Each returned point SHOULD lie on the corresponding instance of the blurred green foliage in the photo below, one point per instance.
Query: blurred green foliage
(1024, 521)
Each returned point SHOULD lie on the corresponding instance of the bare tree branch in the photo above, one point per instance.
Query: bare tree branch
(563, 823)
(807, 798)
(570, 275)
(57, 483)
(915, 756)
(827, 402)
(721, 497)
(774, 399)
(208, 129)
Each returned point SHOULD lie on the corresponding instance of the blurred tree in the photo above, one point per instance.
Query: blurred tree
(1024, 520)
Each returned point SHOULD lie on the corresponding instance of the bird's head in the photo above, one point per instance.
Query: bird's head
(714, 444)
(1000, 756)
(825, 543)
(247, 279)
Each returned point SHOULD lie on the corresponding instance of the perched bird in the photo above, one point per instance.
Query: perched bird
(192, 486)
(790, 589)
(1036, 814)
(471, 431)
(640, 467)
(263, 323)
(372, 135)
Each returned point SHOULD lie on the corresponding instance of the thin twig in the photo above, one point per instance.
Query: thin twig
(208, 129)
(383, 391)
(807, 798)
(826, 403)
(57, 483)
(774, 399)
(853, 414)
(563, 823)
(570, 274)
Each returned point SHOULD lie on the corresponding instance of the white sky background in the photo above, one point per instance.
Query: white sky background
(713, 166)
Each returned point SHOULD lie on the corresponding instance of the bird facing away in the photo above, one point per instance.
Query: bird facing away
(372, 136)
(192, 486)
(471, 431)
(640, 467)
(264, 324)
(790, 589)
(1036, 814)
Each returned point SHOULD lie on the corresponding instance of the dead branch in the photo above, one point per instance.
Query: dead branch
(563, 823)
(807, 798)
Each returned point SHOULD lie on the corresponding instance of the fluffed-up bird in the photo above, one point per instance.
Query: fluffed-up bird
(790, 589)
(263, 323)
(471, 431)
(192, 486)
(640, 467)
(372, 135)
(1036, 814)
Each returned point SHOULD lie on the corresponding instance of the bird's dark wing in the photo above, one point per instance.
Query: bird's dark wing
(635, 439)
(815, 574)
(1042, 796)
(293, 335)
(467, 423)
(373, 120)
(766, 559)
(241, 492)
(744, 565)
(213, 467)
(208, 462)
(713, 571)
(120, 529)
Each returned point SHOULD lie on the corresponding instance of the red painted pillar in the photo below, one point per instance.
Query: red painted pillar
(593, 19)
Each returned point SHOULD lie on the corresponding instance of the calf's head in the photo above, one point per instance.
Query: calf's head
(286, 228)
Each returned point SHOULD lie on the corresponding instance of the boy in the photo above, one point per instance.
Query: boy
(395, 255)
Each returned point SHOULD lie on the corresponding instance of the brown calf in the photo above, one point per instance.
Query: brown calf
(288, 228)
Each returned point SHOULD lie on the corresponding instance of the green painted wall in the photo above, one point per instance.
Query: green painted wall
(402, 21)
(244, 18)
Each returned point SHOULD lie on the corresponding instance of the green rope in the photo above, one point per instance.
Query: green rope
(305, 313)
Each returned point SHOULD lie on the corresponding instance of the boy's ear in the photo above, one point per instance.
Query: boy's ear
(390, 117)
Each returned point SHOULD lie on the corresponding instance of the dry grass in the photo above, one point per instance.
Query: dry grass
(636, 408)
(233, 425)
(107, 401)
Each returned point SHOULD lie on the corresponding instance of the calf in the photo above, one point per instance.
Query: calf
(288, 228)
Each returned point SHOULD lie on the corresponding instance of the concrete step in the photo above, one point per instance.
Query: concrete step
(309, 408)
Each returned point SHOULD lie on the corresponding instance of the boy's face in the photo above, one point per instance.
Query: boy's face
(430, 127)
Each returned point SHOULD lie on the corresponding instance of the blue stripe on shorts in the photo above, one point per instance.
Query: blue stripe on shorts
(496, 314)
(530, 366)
# # # # #
== Task to complete ==
Extract all of the data above and output it character for character.

== Final result ==
Each returned point SHOULD lie on the corresponding instance of the blurred green foliage in the photo below, one point per instance.
Query: blurred green foliage
(1024, 521)
Each returned point SHOULD lie on the corresponding instance of the bare tree branch in the photo above, one point per instance.
Query: bare tree branch
(563, 823)
(807, 798)
(570, 275)
(57, 483)
(915, 756)
(827, 402)
(721, 497)
(774, 399)
(208, 129)
Each returned point SHOULD lie on the corresponding instance of the blurred tree in the photo above, one point per instance.
Query: blurred tree
(1024, 520)
Each returned point SHOULD lie on the corresponding instance of the bird's head in the photo above, one point per instance.
Query: bird's head
(714, 444)
(1000, 756)
(825, 543)
(247, 279)
Each returned point SHOULD lie on the corresponding instance of the perched bird in the photo above, one point per instance.
Query: perched bird
(192, 486)
(790, 589)
(1036, 814)
(471, 431)
(640, 467)
(263, 323)
(372, 135)
Each returned point SHOULD lie on the corresponding instance of the thin twig in the photo above, one point per instance.
Query: thin twig
(208, 129)
(383, 391)
(807, 798)
(826, 403)
(57, 483)
(774, 399)
(853, 414)
(563, 823)
(570, 274)
Each returned point SHOULD lie on the corresponding instance of the white sky background in the photo above, one point per instance.
Query: white sky background
(713, 166)
Each returned point SHOULD lie on the corresponding instance of the bird facing away in the photo above, one point per instance.
Query: bird facing away
(372, 136)
(192, 486)
(471, 431)
(640, 467)
(264, 324)
(790, 589)
(1036, 814)
Each returned point SHOULD lie on the corresponding instance of the dead branch in the photo above, one point per instance.
Query: dead branch
(563, 823)
(807, 798)
Each returned point SHOULD lie on the corresponding instance of the fluffed-up bird in the photo above, one point per instance.
Query: fluffed-up bird
(790, 589)
(263, 323)
(471, 431)
(192, 486)
(640, 467)
(372, 135)
(1036, 814)
Each returned point SHOULD lie on the corresponding instance of the bird's dark wing in the photo above, one point per instance.
Query: bird's dark wing
(635, 439)
(815, 574)
(1042, 796)
(293, 335)
(467, 423)
(373, 120)
(766, 559)
(241, 492)
(744, 565)
(213, 467)
(208, 462)
(713, 571)
(120, 529)
Each returned point SHOULD lie on the corresponding instance of the red painted pillar in the photo below, one point per instance.
Query: red painted pillar
(593, 19)
Each returned point SHOULD lie on the corresponding instance of the calf's head in the photo above, one point per instance.
Query: calf's head
(286, 228)
Each returned point SHOULD lie on the corresponding instance of the boy in the photo above, one point per instance.
Query: boy
(395, 255)
Each returned point SHOULD lie on the corresponding instance of the brown calf in the photo above, one point per instance.
Query: brown calf
(288, 228)
Each returned point SHOULD lie on the corresponding instance of the green painted wall in the photo above, one point per instance.
Query: green painted wall
(402, 21)
(244, 18)
Each returned point SHOULD lie on the corresponding instance of the green rope in the photo above, one point per instance.
Query: green rope
(305, 313)
Each returned point SHOULD lie on the corresponding instance of the boy's ear in the photo above, one point per instance.
Query: boy's ear
(390, 117)
Each returned point SHOULD lie on the corresponding instance of the dry grass in the photo above, one point per instance.
Query: dry grass
(636, 408)
(233, 425)
(107, 401)
Each returned point SHOULD lie on the corresponding instance of the calf in the photo above, one point per instance.
Query: calf
(288, 228)
Each returned point SHOULD lie on the corresponding instance of the concrete step in the photo above, one point per instance.
Query: concrete step
(309, 408)
Each returned point SHOULD lie on the corresponding instance of the boy's face in the photo above, one point per instance.
Query: boy's face
(430, 127)
Each returned point SHOULD lie on the corresponding instance of the blue stripe on shorts in the photo above, one point per instance.
Query: blue stripe on shorts
(496, 314)
(530, 366)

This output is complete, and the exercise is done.